### Job:
Find each line in the rows below that contains the string "bird" and copy those lines in full.

○ ○ ○ ○

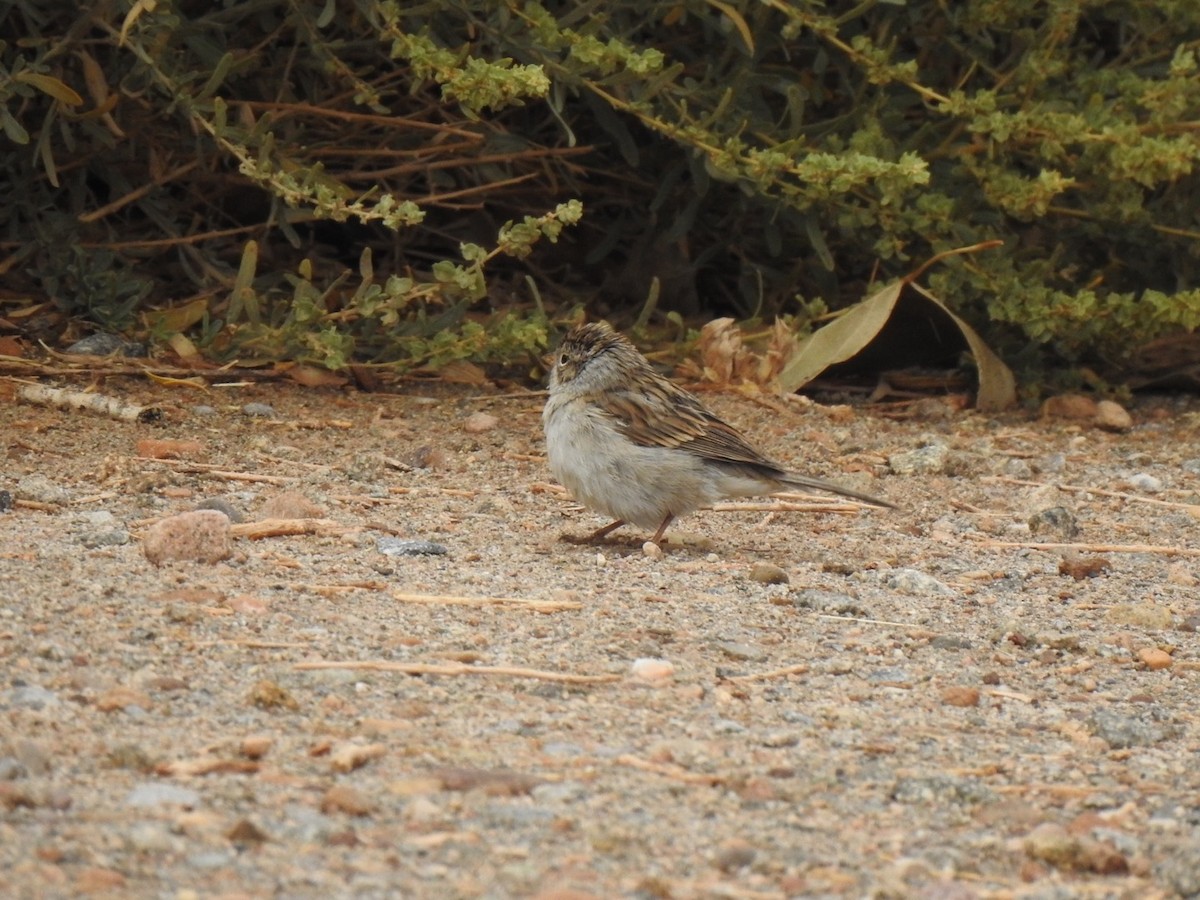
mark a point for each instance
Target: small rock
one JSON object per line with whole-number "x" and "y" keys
{"x": 40, "y": 489}
{"x": 1144, "y": 615}
{"x": 401, "y": 547}
{"x": 246, "y": 834}
{"x": 199, "y": 535}
{"x": 741, "y": 651}
{"x": 123, "y": 699}
{"x": 910, "y": 581}
{"x": 291, "y": 504}
{"x": 1155, "y": 659}
{"x": 1113, "y": 417}
{"x": 161, "y": 793}
{"x": 167, "y": 449}
{"x": 479, "y": 423}
{"x": 31, "y": 756}
{"x": 828, "y": 601}
{"x": 768, "y": 574}
{"x": 256, "y": 747}
{"x": 1145, "y": 483}
{"x": 960, "y": 696}
{"x": 151, "y": 838}
{"x": 343, "y": 798}
{"x": 347, "y": 757}
{"x": 269, "y": 695}
{"x": 929, "y": 460}
{"x": 1179, "y": 574}
{"x": 105, "y": 538}
{"x": 95, "y": 880}
{"x": 1069, "y": 406}
{"x": 652, "y": 670}
{"x": 733, "y": 855}
{"x": 1055, "y": 521}
{"x": 33, "y": 696}
{"x": 1080, "y": 568}
{"x": 1122, "y": 731}
{"x": 1051, "y": 463}
{"x": 106, "y": 345}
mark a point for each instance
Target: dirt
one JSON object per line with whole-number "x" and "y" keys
{"x": 931, "y": 706}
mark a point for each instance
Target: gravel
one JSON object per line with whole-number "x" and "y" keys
{"x": 875, "y": 703}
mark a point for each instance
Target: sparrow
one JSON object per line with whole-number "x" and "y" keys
{"x": 636, "y": 447}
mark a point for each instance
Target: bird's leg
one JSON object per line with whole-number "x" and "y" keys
{"x": 663, "y": 528}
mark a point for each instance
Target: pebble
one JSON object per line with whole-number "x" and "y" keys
{"x": 960, "y": 696}
{"x": 741, "y": 651}
{"x": 1113, "y": 417}
{"x": 652, "y": 670}
{"x": 255, "y": 747}
{"x": 1144, "y": 615}
{"x": 1051, "y": 463}
{"x": 33, "y": 696}
{"x": 929, "y": 460}
{"x": 1122, "y": 731}
{"x": 347, "y": 757}
{"x": 1055, "y": 521}
{"x": 480, "y": 423}
{"x": 222, "y": 505}
{"x": 768, "y": 574}
{"x": 735, "y": 853}
{"x": 941, "y": 790}
{"x": 1155, "y": 659}
{"x": 564, "y": 792}
{"x": 1069, "y": 406}
{"x": 161, "y": 793}
{"x": 910, "y": 581}
{"x": 1145, "y": 483}
{"x": 345, "y": 798}
{"x": 153, "y": 838}
{"x": 199, "y": 535}
{"x": 105, "y": 538}
{"x": 402, "y": 547}
{"x": 106, "y": 345}
{"x": 291, "y": 504}
{"x": 828, "y": 601}
{"x": 168, "y": 449}
{"x": 40, "y": 489}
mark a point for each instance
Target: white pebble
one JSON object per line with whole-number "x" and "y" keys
{"x": 1147, "y": 484}
{"x": 652, "y": 670}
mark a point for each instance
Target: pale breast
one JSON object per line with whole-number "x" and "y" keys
{"x": 607, "y": 473}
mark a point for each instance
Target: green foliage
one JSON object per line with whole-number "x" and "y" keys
{"x": 754, "y": 156}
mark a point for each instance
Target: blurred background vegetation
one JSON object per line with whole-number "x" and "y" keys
{"x": 418, "y": 183}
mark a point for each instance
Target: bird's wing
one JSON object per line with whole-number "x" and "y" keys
{"x": 660, "y": 414}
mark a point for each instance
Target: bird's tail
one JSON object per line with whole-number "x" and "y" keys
{"x": 815, "y": 484}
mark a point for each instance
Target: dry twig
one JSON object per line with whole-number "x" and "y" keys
{"x": 456, "y": 669}
{"x": 514, "y": 601}
{"x": 65, "y": 399}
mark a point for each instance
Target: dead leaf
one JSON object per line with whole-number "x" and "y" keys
{"x": 849, "y": 334}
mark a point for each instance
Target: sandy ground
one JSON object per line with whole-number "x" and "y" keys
{"x": 802, "y": 702}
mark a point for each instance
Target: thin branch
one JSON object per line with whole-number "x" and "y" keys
{"x": 456, "y": 669}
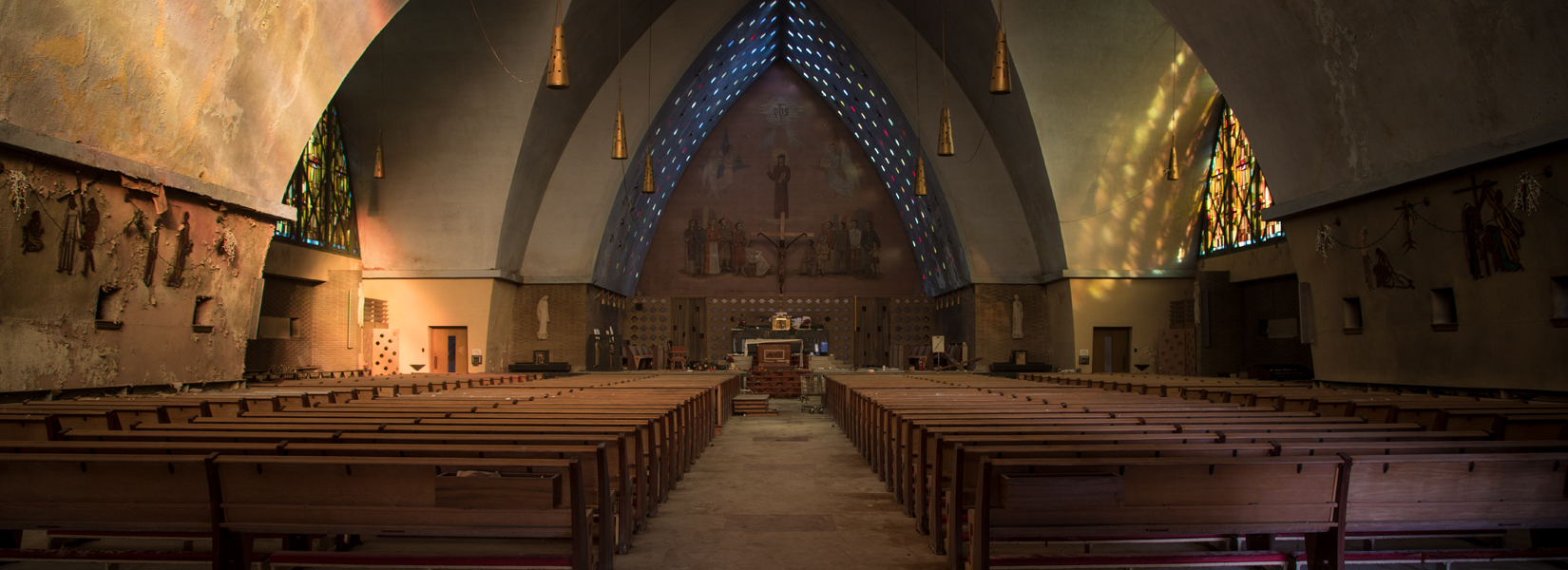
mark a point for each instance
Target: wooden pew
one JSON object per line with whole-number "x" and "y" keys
{"x": 1044, "y": 499}
{"x": 403, "y": 497}
{"x": 139, "y": 494}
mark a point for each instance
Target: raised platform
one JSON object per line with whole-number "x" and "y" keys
{"x": 1012, "y": 369}
{"x": 554, "y": 367}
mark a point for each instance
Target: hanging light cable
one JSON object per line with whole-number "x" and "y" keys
{"x": 557, "y": 69}
{"x": 919, "y": 160}
{"x": 618, "y": 151}
{"x": 945, "y": 137}
{"x": 1001, "y": 75}
{"x": 648, "y": 105}
{"x": 1170, "y": 101}
{"x": 381, "y": 102}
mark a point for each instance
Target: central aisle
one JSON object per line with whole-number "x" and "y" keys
{"x": 781, "y": 492}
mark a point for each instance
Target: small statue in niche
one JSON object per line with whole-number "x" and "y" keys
{"x": 152, "y": 256}
{"x": 89, "y": 222}
{"x": 1018, "y": 316}
{"x": 182, "y": 249}
{"x": 67, "y": 238}
{"x": 543, "y": 312}
{"x": 33, "y": 234}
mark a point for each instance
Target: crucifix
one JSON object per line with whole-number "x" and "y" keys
{"x": 783, "y": 248}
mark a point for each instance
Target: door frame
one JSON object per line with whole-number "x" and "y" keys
{"x": 1100, "y": 360}
{"x": 460, "y": 362}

○ ○ ○ ○

### Exercise result:
Target: bird's leg
Target: bird's wing
Target: bird's tail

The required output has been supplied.